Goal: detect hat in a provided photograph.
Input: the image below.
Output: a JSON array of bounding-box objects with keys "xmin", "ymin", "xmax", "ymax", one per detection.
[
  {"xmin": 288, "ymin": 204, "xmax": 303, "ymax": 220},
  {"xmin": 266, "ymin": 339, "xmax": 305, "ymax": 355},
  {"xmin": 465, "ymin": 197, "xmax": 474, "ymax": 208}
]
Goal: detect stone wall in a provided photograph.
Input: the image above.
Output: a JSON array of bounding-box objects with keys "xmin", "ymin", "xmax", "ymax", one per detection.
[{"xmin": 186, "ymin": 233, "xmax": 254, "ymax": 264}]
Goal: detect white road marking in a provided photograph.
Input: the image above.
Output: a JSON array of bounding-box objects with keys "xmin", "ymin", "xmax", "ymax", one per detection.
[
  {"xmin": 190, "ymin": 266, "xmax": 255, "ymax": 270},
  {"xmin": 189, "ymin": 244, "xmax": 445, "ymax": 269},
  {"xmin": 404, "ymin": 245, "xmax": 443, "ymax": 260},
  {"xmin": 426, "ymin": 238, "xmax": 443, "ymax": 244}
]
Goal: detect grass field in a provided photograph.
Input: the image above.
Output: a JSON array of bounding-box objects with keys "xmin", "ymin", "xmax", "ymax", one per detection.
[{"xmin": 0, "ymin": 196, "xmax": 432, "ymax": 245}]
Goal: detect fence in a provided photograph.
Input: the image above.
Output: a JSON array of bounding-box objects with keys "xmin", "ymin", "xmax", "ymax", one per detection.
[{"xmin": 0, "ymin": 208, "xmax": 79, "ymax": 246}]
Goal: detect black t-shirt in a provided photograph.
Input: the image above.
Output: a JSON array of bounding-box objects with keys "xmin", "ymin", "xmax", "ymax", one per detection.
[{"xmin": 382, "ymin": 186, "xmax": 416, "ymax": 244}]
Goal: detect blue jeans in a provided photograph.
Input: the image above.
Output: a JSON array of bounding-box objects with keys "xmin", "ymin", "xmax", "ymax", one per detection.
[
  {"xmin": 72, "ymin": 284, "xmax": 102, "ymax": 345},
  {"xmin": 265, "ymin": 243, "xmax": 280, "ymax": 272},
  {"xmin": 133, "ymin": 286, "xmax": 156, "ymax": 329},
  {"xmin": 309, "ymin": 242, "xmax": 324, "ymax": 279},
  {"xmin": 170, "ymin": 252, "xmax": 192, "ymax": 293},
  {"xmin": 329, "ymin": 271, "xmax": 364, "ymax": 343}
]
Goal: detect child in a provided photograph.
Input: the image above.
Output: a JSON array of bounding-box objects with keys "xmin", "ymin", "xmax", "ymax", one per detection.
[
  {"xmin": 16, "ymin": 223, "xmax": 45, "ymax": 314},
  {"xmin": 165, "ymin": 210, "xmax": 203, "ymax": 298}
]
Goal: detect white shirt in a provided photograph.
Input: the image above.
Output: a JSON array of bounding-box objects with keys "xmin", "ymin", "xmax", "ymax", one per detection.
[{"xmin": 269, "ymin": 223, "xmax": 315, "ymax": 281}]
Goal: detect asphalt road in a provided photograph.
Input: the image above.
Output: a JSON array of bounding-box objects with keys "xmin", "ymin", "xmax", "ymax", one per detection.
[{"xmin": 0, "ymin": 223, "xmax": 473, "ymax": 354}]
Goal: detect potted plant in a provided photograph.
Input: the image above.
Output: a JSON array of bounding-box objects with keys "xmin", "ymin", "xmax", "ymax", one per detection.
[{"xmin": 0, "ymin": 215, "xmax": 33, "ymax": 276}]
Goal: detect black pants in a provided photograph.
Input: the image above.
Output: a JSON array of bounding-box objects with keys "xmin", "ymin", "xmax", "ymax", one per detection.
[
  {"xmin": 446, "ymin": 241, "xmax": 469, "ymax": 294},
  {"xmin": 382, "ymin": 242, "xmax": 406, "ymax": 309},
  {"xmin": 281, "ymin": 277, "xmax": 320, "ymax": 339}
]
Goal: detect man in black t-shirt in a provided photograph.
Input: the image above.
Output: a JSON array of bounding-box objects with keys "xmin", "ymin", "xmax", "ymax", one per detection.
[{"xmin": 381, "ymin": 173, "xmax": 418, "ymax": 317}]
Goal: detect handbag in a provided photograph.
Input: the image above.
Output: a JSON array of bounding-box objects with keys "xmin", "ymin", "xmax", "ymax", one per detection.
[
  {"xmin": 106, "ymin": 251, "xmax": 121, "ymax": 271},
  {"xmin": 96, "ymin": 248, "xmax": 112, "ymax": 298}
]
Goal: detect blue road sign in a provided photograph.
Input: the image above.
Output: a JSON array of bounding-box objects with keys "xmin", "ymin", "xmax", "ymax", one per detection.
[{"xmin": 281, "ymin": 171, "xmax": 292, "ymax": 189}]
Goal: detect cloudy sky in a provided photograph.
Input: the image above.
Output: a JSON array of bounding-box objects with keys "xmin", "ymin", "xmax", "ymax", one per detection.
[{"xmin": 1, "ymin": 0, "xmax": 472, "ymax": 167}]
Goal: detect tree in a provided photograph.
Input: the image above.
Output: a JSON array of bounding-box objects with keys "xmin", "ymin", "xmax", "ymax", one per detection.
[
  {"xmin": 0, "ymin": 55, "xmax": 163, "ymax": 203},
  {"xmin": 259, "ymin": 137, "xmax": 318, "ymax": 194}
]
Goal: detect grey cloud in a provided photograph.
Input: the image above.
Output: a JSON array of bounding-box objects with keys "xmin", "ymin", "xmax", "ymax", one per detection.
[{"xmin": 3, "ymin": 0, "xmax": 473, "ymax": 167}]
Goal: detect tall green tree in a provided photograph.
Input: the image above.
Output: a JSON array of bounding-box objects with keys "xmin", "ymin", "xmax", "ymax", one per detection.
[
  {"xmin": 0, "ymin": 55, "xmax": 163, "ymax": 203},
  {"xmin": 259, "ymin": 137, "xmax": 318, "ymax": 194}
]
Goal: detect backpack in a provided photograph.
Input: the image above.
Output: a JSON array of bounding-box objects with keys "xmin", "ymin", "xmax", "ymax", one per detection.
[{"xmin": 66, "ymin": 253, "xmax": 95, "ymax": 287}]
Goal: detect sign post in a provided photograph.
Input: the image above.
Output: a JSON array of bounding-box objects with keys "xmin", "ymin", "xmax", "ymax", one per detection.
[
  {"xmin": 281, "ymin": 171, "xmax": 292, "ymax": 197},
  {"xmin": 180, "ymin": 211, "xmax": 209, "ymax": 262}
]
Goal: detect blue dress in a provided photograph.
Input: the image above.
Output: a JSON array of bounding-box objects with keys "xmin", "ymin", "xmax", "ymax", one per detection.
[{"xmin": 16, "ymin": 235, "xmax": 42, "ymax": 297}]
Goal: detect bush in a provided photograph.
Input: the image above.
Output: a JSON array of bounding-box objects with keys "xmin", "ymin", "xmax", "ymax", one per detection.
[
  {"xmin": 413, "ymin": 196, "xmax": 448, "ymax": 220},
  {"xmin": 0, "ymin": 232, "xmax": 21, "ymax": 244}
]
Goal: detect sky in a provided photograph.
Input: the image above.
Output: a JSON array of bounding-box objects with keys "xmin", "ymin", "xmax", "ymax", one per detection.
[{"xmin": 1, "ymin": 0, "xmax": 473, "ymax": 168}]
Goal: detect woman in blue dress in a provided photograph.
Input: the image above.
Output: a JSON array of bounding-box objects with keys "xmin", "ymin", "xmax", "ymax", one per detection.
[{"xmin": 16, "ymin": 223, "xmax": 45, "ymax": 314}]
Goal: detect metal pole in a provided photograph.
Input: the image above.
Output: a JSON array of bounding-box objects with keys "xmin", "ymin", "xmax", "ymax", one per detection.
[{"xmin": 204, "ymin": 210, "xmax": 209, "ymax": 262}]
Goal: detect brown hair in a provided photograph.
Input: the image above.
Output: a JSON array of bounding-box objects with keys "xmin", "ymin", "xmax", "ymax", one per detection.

⁂

### Task
Find the lines of the listing above that hold "blue". Please copy them.

### Your solution
Goal: detect blue jeans in a provided photograph.
Goal: detect blue road sign in a provided photograph.
Goal: detect blue dress in a provided photograph.
Goal: detect woman in blue dress in a provided photograph.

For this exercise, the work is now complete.